**Texte retenu**
Il est connu que , depuis plus d’une décennie , le gouvernement togolais a entamé une politique de grands travaux d’infrastructures routières et socioéducatives, en l’occurrence des centres de santé, des pistes rurales et des bâtiments scolaires. Il n’est étrange pour personne, que si certaines réalisations se font sur fonds propres, il n’en demeure pas moins que c’est grâce à des appuis financiers des partenaires sous formes de prêts, que d’autres infrastructures pointent à l’horizon. Alors qu’on attend qu’elles soient de très bonnes qualités, au regard de la charge qui pèse sur le contribuable togolais, il est constaté que ,parfois ,le manque de rigueur dans l’exécution desdits travaux impacte négativement la qualité de l’ouvrage. Il s’agit notamment, des ouvrages abandonnés au beau milieu de la réalisation,  des ouvrages mal réalisés,  inachevés, des ouvrages annoncés, jamais entamés. Au cœur de ce phénomène qui interroge, la région des Savanes semble être le ventre mou de ce mic mac.

Dalot isolé sur le tronçon Toaga-Sidiki-Bantamboaré

Tronçon Dakpante-Oupotigou, 3 km. Le grand chantier annoncé sur ce tronçon est arrivé avec les pieds cassés. Prévu pour être réalisé en 2016 grâce au programme de développement communautaire, les choses trainent encore à l’orée de cette année 2023. Pour les passants, le seul signe qui marque la concrétisation dudit projet reste la plaque d’indication. Lorsqu’on s’intéresse à l’origine du ralentissement des grands travaux, les usagers allèguent qu’ils n’ont jamais vu un engin passer pour lesdits travaux.

**Consignes**
1. Pouvez-vous recopier le passage de l'article sur les travaux d'infrastructures au Togo, de « Dalot isolé sur » à « pour lesdits travaux. » ?
2. Comment se poursuit l'article sur les travaux d'infrastructures au Togo ? Rédigez la suite à partir de sa dernière phrase.

**Données fournies**
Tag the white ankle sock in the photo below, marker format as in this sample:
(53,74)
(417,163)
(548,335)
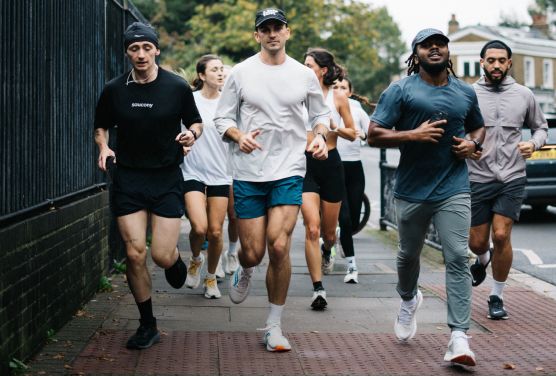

**Corrigé de l'exercice**
1.
Dalot isolé sur le tronçon Toaga-Sidiki-Bantamboaré

Tronçon Dakpante-Oupotigou, 3 km. Le grand chantier annoncé sur ce tronçon est arrivé avec les pieds cassés. Prévu pour être réalisé en 2016 grâce au programme de développement communautaire, les choses trainent encore à l’orée de cette année 2023. Pour les passants, le seul signe qui marque la concrétisation dudit projet reste la plaque d’indication. Lorsqu’on s’intéresse à l’origine du ralentissement des grands travaux, les usagers allèguent qu’ils n’ont jamais vu un engin passer pour lesdits travaux.

2.
village de Bantamboaré( Tône1)

 A en croire un curieux qui observe le déroulement des travaux : « Sur le même projet avec la même entreprise, la piste Toaga- Sidiki- Bantamboaré n’a pas été réalisée. Sur le tronçon, seuls les dalots ont été érigés et depuis, et nada ».  Une situation perplexe qui s’apparente à une indignation, dont personne n’ose lever le petit doigt. Et lorsqu’on parle de la région des Savanes, les chantiers similaires de travaux publics avec des points d’interrogations sont légion, selon les regards concordants des habitants. Une affirmation qui semble se justifier au regard de certains chantiers abandonnés comme ici au grand marché de Dapaong. « C’était un magasin pour les revendeuses de céréales, il a été mal construit. La mairie a décidé de le démolir en partie, car la façade Est menaçait de s’écrouler. Depuis 2019, le bâtiment est resté en l’état», témoigne une commerçante qui conclut, la main sur le menton humoristiquement : « Nous allons tous rester spectateurs en attendant le retour de Lamboni ».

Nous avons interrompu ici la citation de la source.